* Exercise instructions *
Translate this sentence from the flashcards on information lifecycle management into Spanish: "At this stage, the data needs to be classified and tagged."

* Excerpted passage *
============================================================
Forensics, Frameworks & Regulations Flashcards
Information Lifecycle Management stages
Creation/collection - data may be generated by an employee or automated system, or it may be submitted by a customer or supplier. At this stage, the data needs to be classified and tagged.
Distribution/use - data is made available on a need to know basis for authorized uses by authenticated account holders and third parties.
Retention - for regulatory reasons, data might have to be kept in an archive past the date when it is still used.
Disposal - when it no longer needs to be used or retained, media storing data assets must be sanitized to remove any remnants.
A senior (executive) role with ultimate responsibility for maintaining the confidentiality, integrity, and availability of an information asset.
Data Owner
An individual who is primarily responsible for data quality, ensuring data is labeled and identified with appropriate metadata and that data is collected and stored in a format and with values that comply with applicable laws and regulations.
Data Steward
An individual who is responsible for managing the system on which data assets are stored, including being responsible for enforcing access control, encryption, and backup/recovery measures.
============================================================
(Object position labeling lines)
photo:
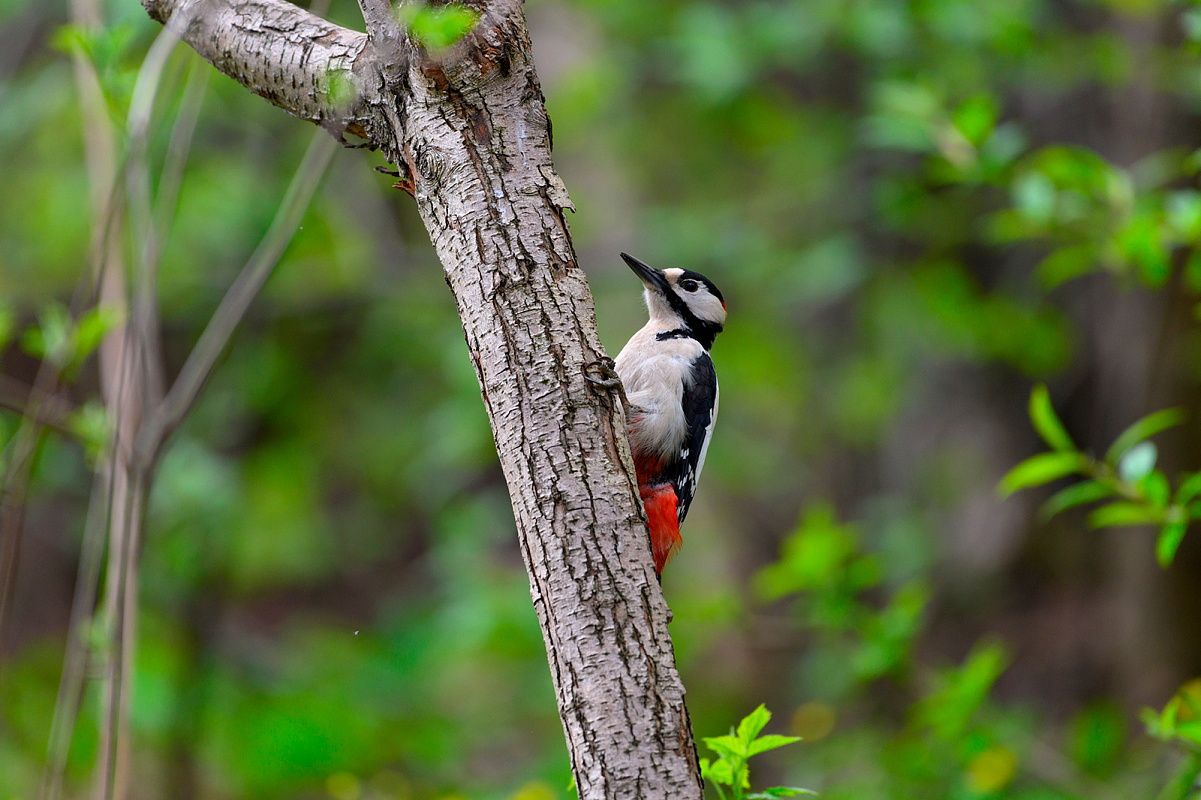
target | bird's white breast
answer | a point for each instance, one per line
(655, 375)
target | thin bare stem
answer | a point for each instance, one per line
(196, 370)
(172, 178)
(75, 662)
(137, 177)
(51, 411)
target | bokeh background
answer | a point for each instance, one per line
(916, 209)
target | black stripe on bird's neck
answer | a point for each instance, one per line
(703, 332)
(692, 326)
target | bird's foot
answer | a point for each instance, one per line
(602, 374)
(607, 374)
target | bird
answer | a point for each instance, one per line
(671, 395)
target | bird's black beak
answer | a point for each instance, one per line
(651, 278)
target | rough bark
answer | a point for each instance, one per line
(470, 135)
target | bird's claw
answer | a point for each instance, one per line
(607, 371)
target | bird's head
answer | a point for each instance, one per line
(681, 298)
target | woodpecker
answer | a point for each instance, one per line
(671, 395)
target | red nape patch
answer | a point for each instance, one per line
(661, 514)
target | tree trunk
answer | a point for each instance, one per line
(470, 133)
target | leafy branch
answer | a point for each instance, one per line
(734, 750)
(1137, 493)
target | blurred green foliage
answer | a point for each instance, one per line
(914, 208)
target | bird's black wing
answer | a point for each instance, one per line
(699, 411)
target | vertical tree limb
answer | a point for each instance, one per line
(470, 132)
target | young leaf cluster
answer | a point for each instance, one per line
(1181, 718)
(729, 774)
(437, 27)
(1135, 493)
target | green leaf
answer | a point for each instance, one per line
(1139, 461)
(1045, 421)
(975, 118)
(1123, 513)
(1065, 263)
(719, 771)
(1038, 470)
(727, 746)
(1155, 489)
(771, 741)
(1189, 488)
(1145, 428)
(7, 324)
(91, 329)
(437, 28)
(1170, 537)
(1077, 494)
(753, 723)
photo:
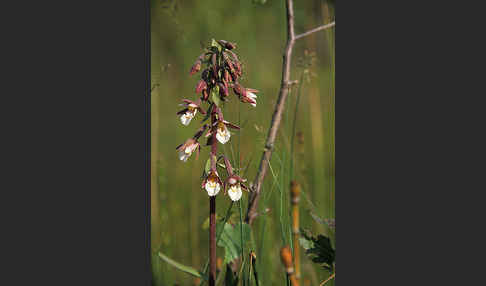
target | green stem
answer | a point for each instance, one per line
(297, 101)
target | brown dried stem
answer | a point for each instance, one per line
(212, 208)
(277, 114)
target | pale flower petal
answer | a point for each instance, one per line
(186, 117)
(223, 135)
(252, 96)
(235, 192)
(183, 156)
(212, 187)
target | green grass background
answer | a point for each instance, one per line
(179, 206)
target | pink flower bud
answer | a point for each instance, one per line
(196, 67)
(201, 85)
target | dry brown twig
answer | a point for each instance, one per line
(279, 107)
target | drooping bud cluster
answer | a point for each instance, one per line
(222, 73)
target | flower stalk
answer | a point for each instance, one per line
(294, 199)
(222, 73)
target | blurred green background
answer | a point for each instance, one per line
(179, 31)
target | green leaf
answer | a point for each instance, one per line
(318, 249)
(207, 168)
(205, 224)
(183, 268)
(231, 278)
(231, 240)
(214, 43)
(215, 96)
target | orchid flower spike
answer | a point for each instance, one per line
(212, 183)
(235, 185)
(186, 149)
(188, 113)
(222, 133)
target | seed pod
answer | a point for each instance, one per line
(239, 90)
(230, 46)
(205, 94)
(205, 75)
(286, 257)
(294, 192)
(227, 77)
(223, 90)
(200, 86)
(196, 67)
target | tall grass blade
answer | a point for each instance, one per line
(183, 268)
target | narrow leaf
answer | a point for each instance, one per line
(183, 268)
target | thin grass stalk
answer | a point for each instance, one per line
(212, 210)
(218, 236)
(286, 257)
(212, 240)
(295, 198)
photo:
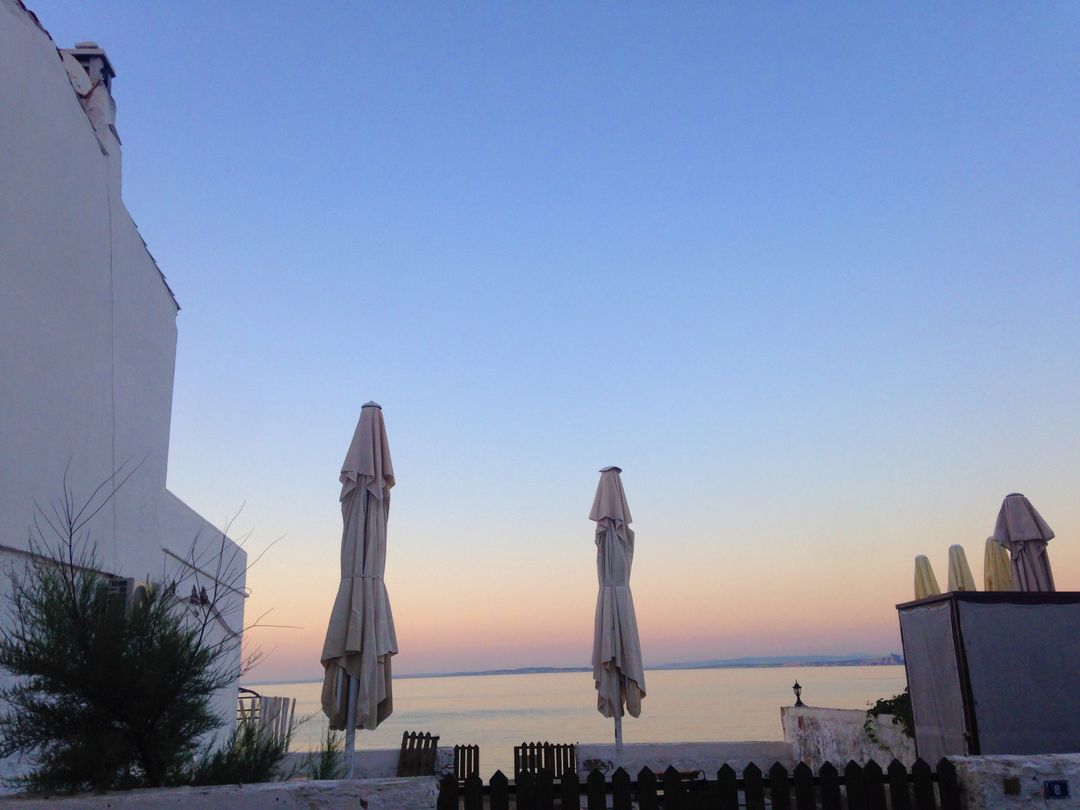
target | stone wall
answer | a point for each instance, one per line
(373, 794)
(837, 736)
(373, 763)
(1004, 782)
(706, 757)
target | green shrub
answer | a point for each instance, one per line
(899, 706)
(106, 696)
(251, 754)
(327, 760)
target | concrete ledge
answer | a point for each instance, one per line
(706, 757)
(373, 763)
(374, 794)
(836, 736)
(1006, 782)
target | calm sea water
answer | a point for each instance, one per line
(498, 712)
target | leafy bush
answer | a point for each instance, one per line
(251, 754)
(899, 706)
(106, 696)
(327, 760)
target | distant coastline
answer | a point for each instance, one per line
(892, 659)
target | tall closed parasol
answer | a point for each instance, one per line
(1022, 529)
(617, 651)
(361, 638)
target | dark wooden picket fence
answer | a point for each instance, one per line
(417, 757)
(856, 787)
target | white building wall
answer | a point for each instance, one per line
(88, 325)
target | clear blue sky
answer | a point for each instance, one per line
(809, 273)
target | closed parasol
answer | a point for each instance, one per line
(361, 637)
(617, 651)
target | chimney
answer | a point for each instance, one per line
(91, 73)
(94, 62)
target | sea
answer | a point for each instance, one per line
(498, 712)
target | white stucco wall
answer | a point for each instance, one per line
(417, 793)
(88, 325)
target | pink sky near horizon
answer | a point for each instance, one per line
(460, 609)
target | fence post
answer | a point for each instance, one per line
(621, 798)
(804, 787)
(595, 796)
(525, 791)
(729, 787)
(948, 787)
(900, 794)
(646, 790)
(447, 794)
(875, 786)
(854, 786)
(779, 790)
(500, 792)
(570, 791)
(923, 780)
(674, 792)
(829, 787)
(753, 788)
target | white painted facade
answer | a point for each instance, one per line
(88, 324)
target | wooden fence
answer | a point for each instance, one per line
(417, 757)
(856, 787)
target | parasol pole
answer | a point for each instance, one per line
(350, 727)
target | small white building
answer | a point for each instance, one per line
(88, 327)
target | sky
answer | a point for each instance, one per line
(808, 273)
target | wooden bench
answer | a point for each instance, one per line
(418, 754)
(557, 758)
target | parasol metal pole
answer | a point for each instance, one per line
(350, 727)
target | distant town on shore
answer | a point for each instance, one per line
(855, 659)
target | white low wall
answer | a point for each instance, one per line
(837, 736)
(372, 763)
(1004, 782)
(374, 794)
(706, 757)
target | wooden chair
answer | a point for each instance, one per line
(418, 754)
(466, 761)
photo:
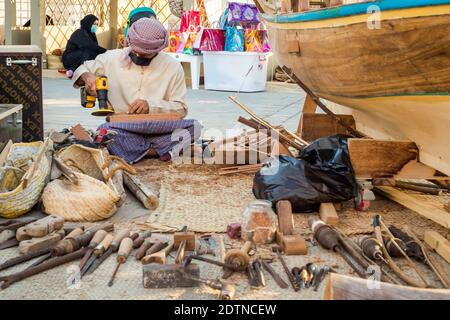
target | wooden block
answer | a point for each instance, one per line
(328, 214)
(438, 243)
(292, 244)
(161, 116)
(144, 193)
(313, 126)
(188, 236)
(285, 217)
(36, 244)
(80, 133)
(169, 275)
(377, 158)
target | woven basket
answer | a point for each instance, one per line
============================================================
* Complete response *
En esta etapa, los datos deben clasificarse y etiquetarse.